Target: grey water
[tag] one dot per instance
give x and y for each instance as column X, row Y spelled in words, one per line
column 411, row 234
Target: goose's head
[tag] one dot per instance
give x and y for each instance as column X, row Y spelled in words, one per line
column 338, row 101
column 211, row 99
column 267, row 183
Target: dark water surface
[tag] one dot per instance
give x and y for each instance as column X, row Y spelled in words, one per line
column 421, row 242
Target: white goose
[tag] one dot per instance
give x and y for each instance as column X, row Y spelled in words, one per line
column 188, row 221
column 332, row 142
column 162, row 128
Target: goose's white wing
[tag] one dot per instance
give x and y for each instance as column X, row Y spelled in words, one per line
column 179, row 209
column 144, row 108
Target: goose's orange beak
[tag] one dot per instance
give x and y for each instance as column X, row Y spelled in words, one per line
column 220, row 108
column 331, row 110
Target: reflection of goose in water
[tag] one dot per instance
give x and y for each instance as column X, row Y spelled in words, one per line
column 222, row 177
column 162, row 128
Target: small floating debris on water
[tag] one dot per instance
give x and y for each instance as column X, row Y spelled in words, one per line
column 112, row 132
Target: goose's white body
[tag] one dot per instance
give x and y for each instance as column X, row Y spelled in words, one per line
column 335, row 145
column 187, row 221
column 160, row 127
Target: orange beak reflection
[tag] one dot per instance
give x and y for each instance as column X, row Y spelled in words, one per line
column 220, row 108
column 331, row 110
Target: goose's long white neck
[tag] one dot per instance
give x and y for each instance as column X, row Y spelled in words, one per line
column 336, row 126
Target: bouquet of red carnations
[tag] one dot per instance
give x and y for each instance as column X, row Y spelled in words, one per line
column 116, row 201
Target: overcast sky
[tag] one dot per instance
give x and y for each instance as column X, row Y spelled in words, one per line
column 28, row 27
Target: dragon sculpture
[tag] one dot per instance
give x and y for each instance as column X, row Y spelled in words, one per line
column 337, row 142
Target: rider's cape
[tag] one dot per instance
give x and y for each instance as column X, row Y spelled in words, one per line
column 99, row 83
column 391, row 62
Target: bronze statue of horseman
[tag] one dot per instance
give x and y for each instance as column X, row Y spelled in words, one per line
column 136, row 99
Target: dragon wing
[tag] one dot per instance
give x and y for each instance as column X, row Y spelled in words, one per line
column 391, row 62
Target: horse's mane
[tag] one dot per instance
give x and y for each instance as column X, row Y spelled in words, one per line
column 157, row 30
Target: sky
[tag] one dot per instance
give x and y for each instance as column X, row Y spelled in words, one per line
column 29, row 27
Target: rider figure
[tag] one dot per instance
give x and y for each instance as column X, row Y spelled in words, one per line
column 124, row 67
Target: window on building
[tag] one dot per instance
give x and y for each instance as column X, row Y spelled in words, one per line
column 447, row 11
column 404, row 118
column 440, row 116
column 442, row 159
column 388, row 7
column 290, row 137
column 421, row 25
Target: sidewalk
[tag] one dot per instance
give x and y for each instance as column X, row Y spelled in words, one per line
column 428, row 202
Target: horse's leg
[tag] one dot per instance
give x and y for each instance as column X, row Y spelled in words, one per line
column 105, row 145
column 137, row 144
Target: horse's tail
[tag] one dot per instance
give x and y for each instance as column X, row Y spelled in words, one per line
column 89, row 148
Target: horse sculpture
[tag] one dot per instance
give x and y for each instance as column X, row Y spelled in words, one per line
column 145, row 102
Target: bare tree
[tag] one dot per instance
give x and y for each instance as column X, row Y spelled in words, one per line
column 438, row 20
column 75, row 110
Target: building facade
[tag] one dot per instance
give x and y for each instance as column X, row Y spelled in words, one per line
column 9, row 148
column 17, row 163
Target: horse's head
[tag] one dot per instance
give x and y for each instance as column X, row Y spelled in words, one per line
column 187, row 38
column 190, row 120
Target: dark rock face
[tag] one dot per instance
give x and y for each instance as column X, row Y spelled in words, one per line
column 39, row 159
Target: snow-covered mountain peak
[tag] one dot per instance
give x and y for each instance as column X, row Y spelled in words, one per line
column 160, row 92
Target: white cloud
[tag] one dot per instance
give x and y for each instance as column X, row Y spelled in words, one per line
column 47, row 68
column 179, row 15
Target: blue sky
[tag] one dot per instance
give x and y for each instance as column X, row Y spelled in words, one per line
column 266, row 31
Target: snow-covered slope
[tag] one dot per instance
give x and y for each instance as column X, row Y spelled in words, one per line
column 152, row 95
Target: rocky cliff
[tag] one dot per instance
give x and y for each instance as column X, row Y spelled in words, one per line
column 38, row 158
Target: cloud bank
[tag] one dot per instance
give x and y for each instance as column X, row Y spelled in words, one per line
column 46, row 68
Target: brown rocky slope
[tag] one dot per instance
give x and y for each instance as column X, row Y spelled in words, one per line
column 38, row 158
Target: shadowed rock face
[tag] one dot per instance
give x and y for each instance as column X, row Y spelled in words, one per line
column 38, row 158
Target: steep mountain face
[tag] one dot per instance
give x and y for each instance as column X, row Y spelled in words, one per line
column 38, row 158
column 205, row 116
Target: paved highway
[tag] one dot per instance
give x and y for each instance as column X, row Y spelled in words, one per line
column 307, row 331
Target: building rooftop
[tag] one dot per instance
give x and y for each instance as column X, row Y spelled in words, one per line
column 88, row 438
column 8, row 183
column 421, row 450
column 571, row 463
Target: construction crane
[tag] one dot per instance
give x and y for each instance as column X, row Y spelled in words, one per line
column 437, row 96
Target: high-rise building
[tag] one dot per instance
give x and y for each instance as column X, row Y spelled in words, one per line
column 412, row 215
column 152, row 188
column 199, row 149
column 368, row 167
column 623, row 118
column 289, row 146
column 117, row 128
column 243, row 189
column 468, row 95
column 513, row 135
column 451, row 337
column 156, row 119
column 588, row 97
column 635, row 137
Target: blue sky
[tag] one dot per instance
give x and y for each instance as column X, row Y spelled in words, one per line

**What this task involves**
Reproduce verbatim the lines starting at the line containing "Target: building rooftop" and ending at the line containing "column 571, row 463", both included.

**Response to this task**
Target: building rooftop
[tag] one dot per instance
give x and y for each instance as column X, row Y spelled in words, one per line
column 88, row 438
column 8, row 183
column 421, row 450
column 571, row 463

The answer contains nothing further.